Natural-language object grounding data
=== Begin Enclosure ===

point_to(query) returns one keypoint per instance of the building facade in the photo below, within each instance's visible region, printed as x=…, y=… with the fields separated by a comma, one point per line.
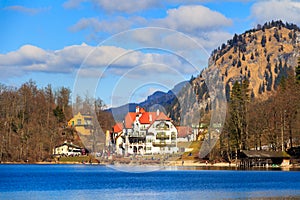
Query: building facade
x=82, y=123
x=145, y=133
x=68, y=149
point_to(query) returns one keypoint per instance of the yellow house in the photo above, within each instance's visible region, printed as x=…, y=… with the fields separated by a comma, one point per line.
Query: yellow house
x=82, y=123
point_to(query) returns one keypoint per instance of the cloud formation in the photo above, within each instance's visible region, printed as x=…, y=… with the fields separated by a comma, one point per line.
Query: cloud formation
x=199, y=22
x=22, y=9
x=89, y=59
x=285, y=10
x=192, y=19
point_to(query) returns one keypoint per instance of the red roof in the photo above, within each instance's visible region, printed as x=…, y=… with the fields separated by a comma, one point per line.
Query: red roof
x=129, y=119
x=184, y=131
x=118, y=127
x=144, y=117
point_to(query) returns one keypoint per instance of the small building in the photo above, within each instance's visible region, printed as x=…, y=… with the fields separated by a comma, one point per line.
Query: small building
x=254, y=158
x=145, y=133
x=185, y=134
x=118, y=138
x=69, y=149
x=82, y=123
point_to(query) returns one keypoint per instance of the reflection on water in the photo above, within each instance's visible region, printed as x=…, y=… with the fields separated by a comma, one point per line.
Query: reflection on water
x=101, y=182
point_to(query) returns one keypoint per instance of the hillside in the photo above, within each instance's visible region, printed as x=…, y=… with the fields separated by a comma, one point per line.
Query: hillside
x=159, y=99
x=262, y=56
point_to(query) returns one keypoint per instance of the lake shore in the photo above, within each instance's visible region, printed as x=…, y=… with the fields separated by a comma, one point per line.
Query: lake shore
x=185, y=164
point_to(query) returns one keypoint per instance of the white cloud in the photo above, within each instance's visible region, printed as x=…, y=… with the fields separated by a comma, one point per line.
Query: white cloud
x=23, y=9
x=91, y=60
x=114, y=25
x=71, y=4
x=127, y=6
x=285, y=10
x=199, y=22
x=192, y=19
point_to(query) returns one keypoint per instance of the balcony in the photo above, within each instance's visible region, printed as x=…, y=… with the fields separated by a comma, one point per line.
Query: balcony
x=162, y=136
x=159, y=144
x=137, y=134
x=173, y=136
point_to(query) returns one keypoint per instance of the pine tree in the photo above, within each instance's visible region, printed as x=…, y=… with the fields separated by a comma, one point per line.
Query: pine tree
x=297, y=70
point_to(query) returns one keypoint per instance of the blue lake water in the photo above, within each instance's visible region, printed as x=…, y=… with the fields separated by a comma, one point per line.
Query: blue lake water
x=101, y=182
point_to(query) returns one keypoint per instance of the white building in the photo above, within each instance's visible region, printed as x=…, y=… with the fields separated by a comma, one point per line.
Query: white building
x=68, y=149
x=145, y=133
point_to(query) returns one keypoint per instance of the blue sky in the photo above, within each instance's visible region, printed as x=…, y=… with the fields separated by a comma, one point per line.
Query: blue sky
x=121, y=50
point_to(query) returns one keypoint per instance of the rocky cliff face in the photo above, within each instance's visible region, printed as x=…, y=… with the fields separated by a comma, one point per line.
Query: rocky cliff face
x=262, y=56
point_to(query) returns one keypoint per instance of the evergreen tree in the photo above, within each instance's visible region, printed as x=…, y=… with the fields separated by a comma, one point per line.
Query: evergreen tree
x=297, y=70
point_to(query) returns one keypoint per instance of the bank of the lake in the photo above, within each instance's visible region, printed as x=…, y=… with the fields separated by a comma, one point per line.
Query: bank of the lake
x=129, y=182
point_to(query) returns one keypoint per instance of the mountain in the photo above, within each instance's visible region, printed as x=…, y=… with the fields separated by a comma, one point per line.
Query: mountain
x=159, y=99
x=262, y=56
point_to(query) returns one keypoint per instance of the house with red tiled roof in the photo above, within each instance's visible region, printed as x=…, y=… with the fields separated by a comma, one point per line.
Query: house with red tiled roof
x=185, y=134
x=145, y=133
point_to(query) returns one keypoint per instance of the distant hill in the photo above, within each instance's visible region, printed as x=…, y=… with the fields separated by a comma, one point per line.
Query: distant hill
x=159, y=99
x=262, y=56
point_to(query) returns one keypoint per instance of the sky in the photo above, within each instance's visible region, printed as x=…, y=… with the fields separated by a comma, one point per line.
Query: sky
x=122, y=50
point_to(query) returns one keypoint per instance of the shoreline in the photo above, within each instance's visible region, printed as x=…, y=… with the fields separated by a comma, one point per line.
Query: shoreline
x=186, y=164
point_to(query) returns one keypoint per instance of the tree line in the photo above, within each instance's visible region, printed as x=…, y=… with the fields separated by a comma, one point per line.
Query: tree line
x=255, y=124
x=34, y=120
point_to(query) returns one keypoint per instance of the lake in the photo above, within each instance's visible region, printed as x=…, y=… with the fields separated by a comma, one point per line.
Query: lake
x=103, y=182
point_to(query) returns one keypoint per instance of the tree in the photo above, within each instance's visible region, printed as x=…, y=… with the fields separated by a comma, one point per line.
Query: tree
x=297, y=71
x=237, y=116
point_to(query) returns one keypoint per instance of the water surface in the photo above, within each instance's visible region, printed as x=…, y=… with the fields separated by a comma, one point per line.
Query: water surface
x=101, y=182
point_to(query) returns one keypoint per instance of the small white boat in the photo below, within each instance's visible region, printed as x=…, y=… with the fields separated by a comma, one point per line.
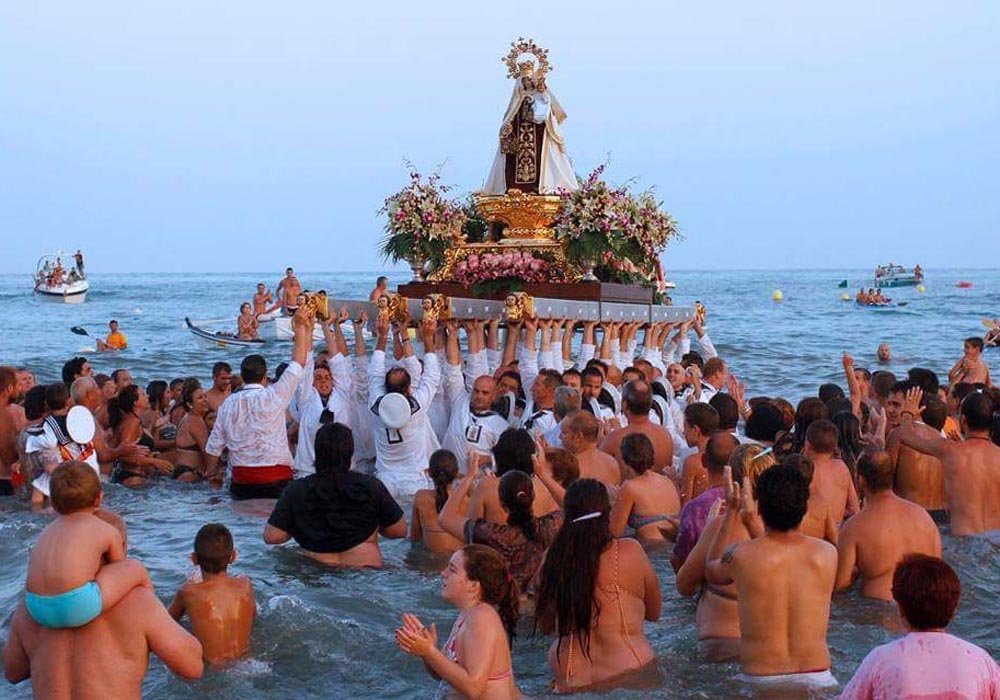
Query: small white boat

=== End Enclosure ===

* PROBLEM STATEMENT: What you return must match the records above exactly, minus any images.

* EXERCISE SOLUTION:
point_to(query) returns one keypoint per instance of the building facade in the photo below, within each instance's visible region, printed as x=…, y=… with the fields separated by a comma, one point per line.
Query: building facade
x=82, y=123
x=145, y=133
x=68, y=149
point_to(query) returns one keypoint per instance of the yellow house in the photo above, within each instance's visible region, printed as x=…, y=… with the fields separated by a comma, one point per line.
Query: yellow house
x=82, y=123
point_to(query) returns one keypoint per instance of the cloud formation in the photo above, within each instance's visible region, printed as x=…, y=… with the fields separated by a comma, one point per line.
Query: cloud formation
x=199, y=22
x=22, y=9
x=89, y=59
x=285, y=10
x=192, y=19
point_to(query) returns one keypoint per instance of the red roof in the photo above, within each instance's visible region, printed as x=…, y=… with the fields separated by a comma, one point per line.
Query: red roof
x=129, y=119
x=184, y=131
x=118, y=127
x=144, y=117
point_to(query) returns one keypoint per instance of the small building in the photo above, within each instance's visible region, printed as x=…, y=… with the fields separated by a comma, one point per line.
Query: small building
x=254, y=158
x=145, y=133
x=185, y=134
x=118, y=138
x=69, y=149
x=82, y=123
point_to(query) returns one keypoint per instance of the reflection on water in the photo above, within each instance's visible region, printed as x=…, y=… with the fields separated by a comma, one point per line.
Query: reflection on water
x=101, y=182
point_to(query) returns one keypoint per instance of the hillside in the photo above, within each instance's visible region, printed as x=…, y=… with the fields separated by a comma, one point per line.
Query: hillside
x=159, y=99
x=262, y=56
point_to(query) returns one keypoint per instance of the lake shore in the photo above, within each instance's visible region, printed as x=…, y=… with the fields separated by a comma, one point per line.
Query: lake shore
x=185, y=164
point_to(query) returns one keypoint per instance of the white cloud in the photo above, within each instance's visible region, printed as x=…, y=… with the fields separated by a comma, one point per line.
Query: white cloud
x=23, y=9
x=91, y=60
x=114, y=25
x=71, y=4
x=127, y=6
x=285, y=10
x=199, y=22
x=192, y=19
point_to(query) returns one keypoint per instance of the balcony in the photo above, within each instance's visible region, printed as x=…, y=… with the fields separated by a comma, one point per line.
Query: balcony
x=162, y=136
x=159, y=144
x=137, y=134
x=173, y=136
point_to(query) returns one keypoint per instance of the pine tree in the photo above, within each instance's visible region, printed as x=…, y=… with the fields separated by a comma, one point per line.
Query: pine tree
x=297, y=70
point_to(query) returns one keypoint per instance of the blue lake water in the photo above, within each instance's visible region, printed as x=…, y=… with the fields separated by a comma, one point per line.
Query: blue lake water
x=101, y=182
point_to(query) returns one keypoint per instance of the white building in the photo above, within each instance's visible region, printed as x=…, y=… with the fields separated by a comma, one point per line.
Query: white building
x=68, y=149
x=145, y=133
point_to(query) returns one keypoint per instance of the blue sky in the photo above, within each instance's visible region, printed as x=…, y=… with the fields separated by a comma, one point per line.
Query: blue sky
x=121, y=50
point_to(query) returns one keypoint per instance of the rocky cliff face in the photo above, within each instance's visible region, printed as x=…, y=… with the fields separated by a comma, one point per line.
Query: rocky cliff face
x=262, y=56
point_to(query) returns one keypoint per instance of the evergreen tree in the photo above, within each instance's visible region, printed as x=…, y=… with the fields separated by a comma, one point per line.
Query: evergreen tree
x=297, y=70
point_to(query) returns one keypoint per instance of the bank of the lake in the photo above, within each instance's visible region, printed as x=…, y=… with the fields separated by a comma, one point per line.
Query: bank of the lake
x=129, y=182
point_to(query) returns one keypoint per instance of the mountain in the photo above, within each instance's visible region, printed as x=…, y=… with the fields separated by a comma, one point per line.
Query: mountain
x=159, y=99
x=262, y=56
point_to(query) returns one keypoint per instance of the house with red tiled roof in the photo above, within each instance's visible region, printed as x=…, y=… with the fields separated by a comma, one point per line.
Query: house with red tiled roof
x=185, y=134
x=145, y=133
point_to(query) returns one keypoint per instance of the distant hill in the photo above, within each instance's visible region, printed as x=…, y=… with the fields separated by a comma, one point per line.
Query: distant hill
x=159, y=99
x=262, y=56
point_to(query) returns one keypoint per instance of the sky in the photo above, within each instance's visible region, printed as x=…, y=… with the fields separated by a comma, one point per line.
Query: sky
x=122, y=50
point_to(query) returns one keypoint per instance of the shoreline in the photo above, within each instance's visible region, printed as x=…, y=… with the fields separated by a comma, one point per line.
Query: shoreline
x=186, y=164
point_to(query) returns one keypoint per instance of the tree line in the photo above, within each instance's visible region, printed as x=…, y=… with the fields separated by a comma, one point per line.
Query: tree line
x=255, y=124
x=34, y=120
point_to(query) returns one keypoint per instance of the lake in the photo above, within each instance's visible region, printed as x=…, y=… with the fields separated by a comma, one point per line.
Query: lake
x=103, y=182
point_to(query) returns one keypoint per instance of the tree in the photo above, within each instance's visible region, printed as x=…, y=… with the fields separated by a comma, one point per line.
Query: tree
x=297, y=71
x=237, y=116
point_to(query) returns one keypoint per instance of the water surface in the photo above, within each instance's visible region, printed as x=…, y=… with the fields separated by a comma, one point per line.
Query: water surface
x=101, y=182
point_to(query) returns one keypoint per instance of the small white boat in the photo below, within each instance's visible region, printed as x=…, y=… with the fields separated by a comma, one point per line.
Query: small white boat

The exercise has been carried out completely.